FRAGMENTO MOSTRADO =>
┄┄┄┄┄┄┄┄┄┄┄┄┄┄┄┄┄┄┄┄

He escrito mucho en Ecos de Asia acerca de Dragon Ball, tanto, que resulta ya totalmente reiterativo volver a remitir a todos los rasgos típicos que caracterizan al género más predominante dentro del manga y anime shônen: predominio de escenas de acción, clichés inherentes al género (especialmente plasmados en protagonista – antagonista) y demás arquetipos, que además en el caso de Dragon Ball (como en muchos otros mangas y anime) remiten a un clásico de la literatura china, Viaje al Oeste Dragon Ball gozó de especial éxito, tanto en Japón como fuera de sus fronteras, lo que se tradujo ya no sólo en un manga y un anime longevo (con más o menos saltos de calidad, sobre todo entre Dragon Ball Z yDragon Ball GT, este último ya sin la firma de Akira Toriyama), sino también en más de quince películas. Muchas de ellas se encontraban directamente vinculadas al argumento (a veces eran meros fragmentos del mismo), y en algunos casos estaban bien planteadas y mantenían cierta gracia en lo que respecta al contenido (como el Episodio de Bardock que protagonizaba el padre del paradigmático protagonista del manganime, Gokû). No es el caso de La batalla de los dioses.

┄┄┄┄┄┄┄┄┄┄┄┄┄┄┄┄┄┄┄┄

TAREAS A REALIZAR =>
A - Responde con los datos del texto sobre Dragon Ball:
(i) ¿A qué clásico de la literatura china remite Dragon Ball?
(ii) ¿Qué serie ya no llevaba la firma de Akira Toriyama?
(iii) ¿Quién protagonizaba el Episodio de Bardock?
B - Prolonga el texto sobre Dragon Ball a partir de su última oración.

Datos de expresiones referenciales
┄┄┄┄┄┄┄┄┄┄┄┄┄┄┄┄┄┄┄┄

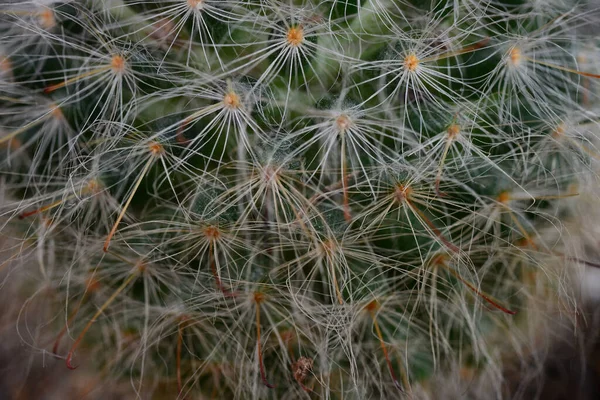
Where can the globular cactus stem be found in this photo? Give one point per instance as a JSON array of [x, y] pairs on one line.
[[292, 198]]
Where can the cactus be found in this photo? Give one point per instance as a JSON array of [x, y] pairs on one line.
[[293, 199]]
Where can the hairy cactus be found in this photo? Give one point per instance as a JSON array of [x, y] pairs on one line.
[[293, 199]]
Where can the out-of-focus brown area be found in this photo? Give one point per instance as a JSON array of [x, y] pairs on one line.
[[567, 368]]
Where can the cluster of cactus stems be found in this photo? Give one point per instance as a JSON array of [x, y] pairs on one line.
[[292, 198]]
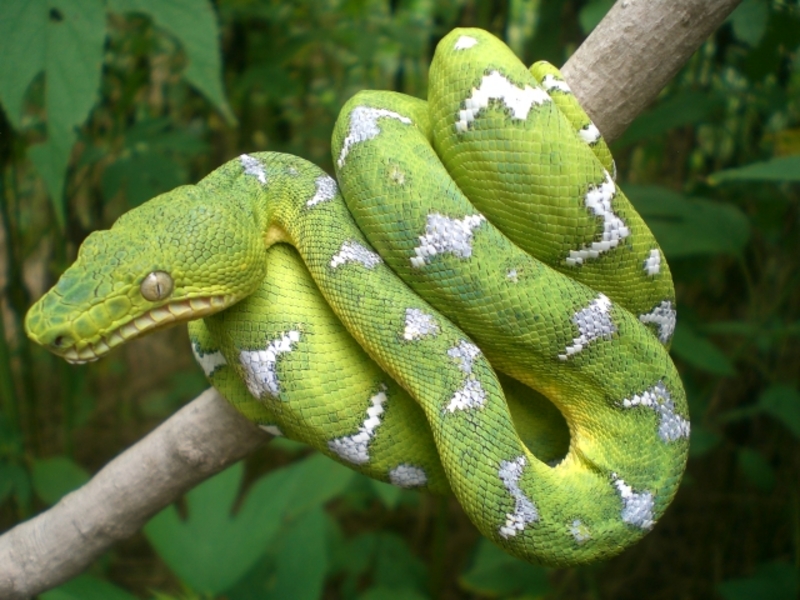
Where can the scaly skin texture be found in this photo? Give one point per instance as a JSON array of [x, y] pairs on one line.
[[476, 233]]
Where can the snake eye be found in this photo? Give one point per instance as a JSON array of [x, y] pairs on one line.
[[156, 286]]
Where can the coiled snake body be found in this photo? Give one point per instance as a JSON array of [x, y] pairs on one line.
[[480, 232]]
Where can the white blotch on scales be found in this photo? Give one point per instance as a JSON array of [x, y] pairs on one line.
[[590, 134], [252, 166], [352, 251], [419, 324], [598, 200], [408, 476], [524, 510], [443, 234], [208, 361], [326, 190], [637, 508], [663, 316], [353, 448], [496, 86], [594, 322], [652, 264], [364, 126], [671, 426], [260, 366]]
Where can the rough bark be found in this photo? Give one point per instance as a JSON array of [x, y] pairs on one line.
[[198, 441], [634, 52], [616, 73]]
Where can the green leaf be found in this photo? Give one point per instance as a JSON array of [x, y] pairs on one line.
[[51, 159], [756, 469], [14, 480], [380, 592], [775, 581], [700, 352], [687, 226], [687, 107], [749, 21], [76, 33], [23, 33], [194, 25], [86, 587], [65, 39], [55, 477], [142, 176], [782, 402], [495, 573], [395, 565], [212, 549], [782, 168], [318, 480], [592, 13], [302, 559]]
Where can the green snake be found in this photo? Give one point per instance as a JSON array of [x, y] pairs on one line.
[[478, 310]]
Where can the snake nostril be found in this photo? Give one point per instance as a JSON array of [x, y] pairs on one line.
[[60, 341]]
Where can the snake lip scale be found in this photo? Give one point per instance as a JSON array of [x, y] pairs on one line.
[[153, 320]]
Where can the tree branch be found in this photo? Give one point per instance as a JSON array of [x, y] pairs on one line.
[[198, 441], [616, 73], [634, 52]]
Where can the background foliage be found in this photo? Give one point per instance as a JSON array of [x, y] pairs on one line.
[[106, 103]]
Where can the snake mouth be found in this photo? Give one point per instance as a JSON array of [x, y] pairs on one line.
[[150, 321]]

┄┄┄┄┄┄┄┄┄┄┄┄┄┄┄┄┄┄┄┄

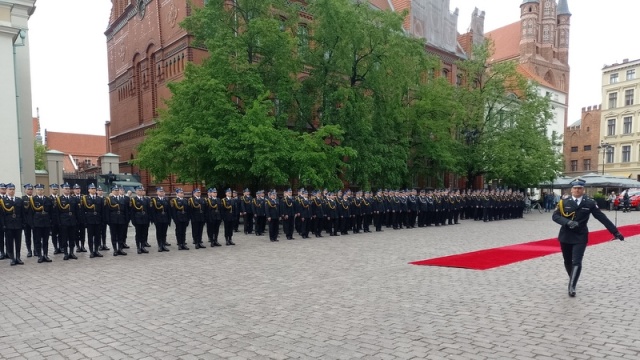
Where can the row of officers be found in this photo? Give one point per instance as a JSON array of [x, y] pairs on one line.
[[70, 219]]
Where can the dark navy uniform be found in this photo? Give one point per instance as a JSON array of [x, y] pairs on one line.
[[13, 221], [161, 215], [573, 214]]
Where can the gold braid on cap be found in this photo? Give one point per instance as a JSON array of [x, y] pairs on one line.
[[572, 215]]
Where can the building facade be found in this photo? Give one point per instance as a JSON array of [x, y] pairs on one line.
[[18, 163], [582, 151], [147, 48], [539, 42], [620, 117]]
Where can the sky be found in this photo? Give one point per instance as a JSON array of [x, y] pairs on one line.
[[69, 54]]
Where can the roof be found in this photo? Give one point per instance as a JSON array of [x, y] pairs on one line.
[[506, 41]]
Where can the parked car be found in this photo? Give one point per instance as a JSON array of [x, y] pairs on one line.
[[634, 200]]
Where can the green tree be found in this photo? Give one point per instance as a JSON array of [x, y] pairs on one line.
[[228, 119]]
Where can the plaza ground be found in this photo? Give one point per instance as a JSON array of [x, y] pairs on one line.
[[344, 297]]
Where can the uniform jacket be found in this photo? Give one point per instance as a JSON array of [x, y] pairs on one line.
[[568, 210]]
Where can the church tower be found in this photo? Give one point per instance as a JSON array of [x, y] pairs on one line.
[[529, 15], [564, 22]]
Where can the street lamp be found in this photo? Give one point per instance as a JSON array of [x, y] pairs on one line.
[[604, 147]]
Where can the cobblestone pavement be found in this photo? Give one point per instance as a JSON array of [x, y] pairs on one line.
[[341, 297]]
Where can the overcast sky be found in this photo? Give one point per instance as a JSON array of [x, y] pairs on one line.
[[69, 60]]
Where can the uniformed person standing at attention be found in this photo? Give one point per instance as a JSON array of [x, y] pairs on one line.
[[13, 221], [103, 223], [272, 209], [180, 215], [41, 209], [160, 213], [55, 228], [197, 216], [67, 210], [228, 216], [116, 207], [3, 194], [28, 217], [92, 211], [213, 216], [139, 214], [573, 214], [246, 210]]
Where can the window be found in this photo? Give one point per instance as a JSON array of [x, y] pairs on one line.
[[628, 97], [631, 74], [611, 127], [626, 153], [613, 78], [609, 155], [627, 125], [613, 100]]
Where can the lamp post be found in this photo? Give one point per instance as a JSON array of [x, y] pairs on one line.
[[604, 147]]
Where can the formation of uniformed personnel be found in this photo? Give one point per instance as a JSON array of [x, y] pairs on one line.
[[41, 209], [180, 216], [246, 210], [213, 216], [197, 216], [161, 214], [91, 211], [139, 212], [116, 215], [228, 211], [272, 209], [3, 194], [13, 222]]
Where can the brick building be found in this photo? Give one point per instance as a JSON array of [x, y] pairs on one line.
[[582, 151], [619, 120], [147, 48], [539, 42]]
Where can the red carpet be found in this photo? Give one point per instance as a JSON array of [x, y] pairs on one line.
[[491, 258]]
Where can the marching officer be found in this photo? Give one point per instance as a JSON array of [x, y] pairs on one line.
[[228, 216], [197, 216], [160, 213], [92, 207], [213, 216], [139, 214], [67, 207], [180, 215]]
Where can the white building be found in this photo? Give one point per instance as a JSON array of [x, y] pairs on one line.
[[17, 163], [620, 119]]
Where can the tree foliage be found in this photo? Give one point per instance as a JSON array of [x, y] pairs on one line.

┄┄┄┄┄┄┄┄┄┄┄┄┄┄┄┄┄┄┄┄

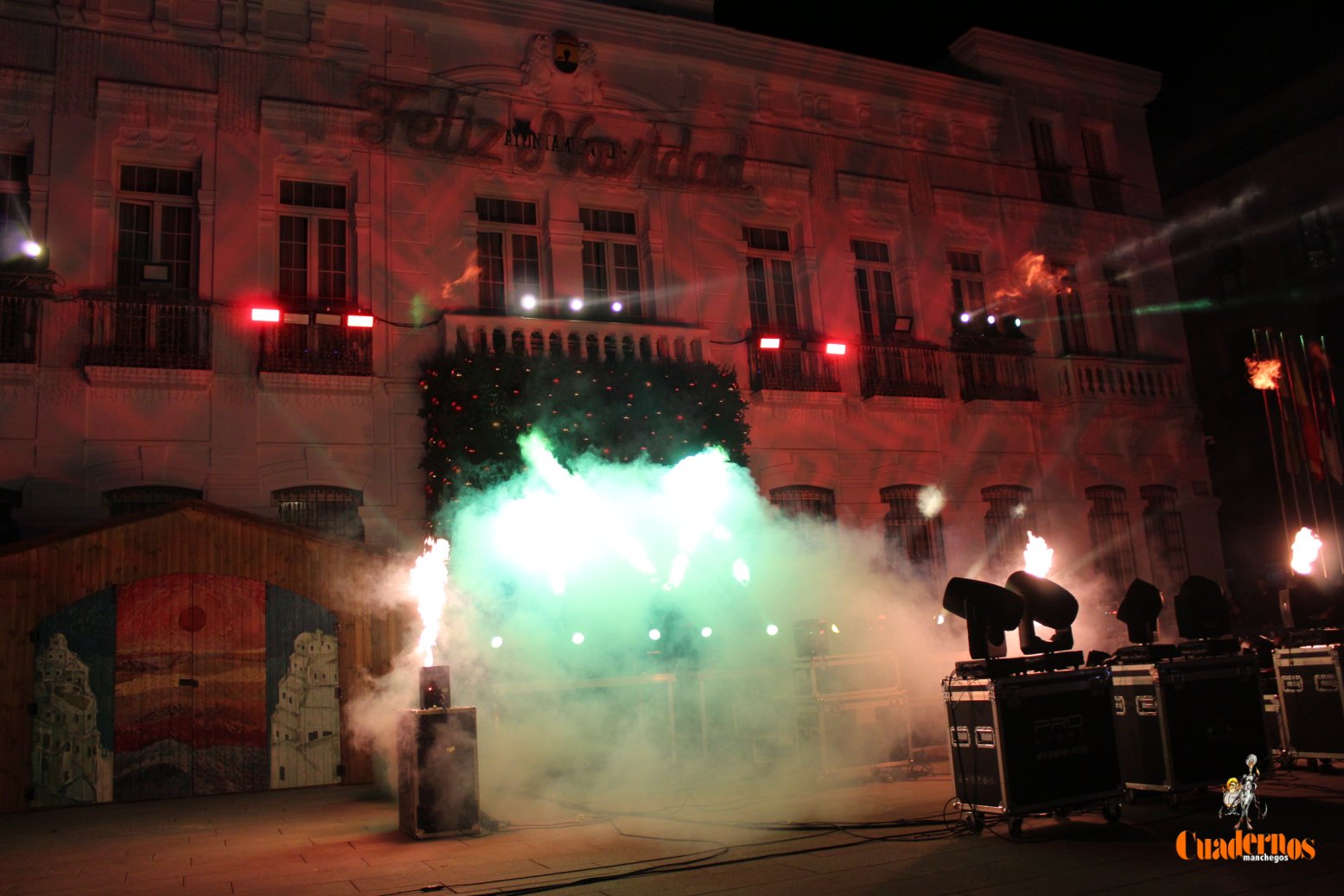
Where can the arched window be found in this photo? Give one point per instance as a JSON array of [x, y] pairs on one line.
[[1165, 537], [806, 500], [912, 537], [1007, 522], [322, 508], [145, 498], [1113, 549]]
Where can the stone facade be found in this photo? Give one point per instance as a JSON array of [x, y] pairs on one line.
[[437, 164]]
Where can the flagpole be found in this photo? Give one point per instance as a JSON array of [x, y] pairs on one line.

┄┄┄┄┄┄┄┄┄┄┄┄┄┄┄┄┄┄┄┄

RESPUESTAS POR TAREA =>
A -
(i) A Viaje al Oeste.
(ii) Dragon Ball GT.
(iii) El padre de Gokû.

B -
Hace ni dos meses que la película fue estrenada en Japón con una cierta sensación de impaciencia: Akira Toriyama había intervenido personalmente en parte del guión y en el diseño de algunos personajes, por lo que se antojaba un trabajo cuidado y original. Por lo menos, parecía que la obra iba a salirse del guión de siempre, aportando alguna que otra novedad. Sin embargo, las imágenes de uno de los más destacados protagonistas (co-protagonista cabría decir), Vegeta (el príncipe de la raza de extraterrestres a los que pertenece gran parte del elenco de personajes, los Saiyan), bailando acabaron por romper gran parte de las esperanzas que los fans podían tener en la película. La imagen de Gokû con el pelo rosa (o con un rojo más que descolorido), convirtiéndose en el “Saiyan Dios” eran, cuanto menos, chocantes, mientras que la imagen del antagonista, Bills, conocido como “el Dios de la Destrucción”, no ayudaban en exceso. Parece que Toriyama se había inspirado en su gato y en toda una serie de dioses egipcios (específicamente Seth y Sekhmet) para dar forma a un personaje que, por gracia divina (nunca mejor dicho) se presentaba como el más fuerte del universo y -por supuesto y para no perder la costumbre argumental-, amenazaba con reducir la Tierra a cenizas. La imagen de un Gokû egoísta que reconocía la superioridad de su enemigo (no desvelaremos mucho más al lector), remataban el arco de una película extraña.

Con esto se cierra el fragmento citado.